▸ **DIRECTIONS FOR THIS TASK**
Across the material below, how many lines contain the word "background"? Give only the number.
[PROVIDED RECORDS Boundary: Start]
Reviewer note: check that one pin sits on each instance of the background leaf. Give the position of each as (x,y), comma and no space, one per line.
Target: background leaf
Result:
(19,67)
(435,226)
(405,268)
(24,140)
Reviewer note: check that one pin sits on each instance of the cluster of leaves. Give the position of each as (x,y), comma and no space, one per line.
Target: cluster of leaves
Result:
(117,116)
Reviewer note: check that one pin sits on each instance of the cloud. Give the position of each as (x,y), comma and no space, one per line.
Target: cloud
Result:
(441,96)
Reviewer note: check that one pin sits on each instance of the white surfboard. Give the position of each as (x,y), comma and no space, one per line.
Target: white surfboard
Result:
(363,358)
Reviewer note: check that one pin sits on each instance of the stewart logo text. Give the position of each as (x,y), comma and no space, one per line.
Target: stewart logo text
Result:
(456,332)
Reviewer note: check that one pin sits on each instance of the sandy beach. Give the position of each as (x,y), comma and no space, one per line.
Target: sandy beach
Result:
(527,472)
[PROVIDED RECORDS Boundary: End]
[PROVIDED RECORDS Boundary: Start]
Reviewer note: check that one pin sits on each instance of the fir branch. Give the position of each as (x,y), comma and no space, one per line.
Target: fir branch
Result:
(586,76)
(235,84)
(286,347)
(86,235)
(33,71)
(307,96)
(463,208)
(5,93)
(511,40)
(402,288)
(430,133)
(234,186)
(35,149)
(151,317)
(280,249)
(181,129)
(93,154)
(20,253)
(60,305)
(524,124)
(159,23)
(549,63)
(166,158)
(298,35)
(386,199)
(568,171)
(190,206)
[PROVIDED RECORDS Boundary: End]
▸ **EXERCISE OUTPUT**
2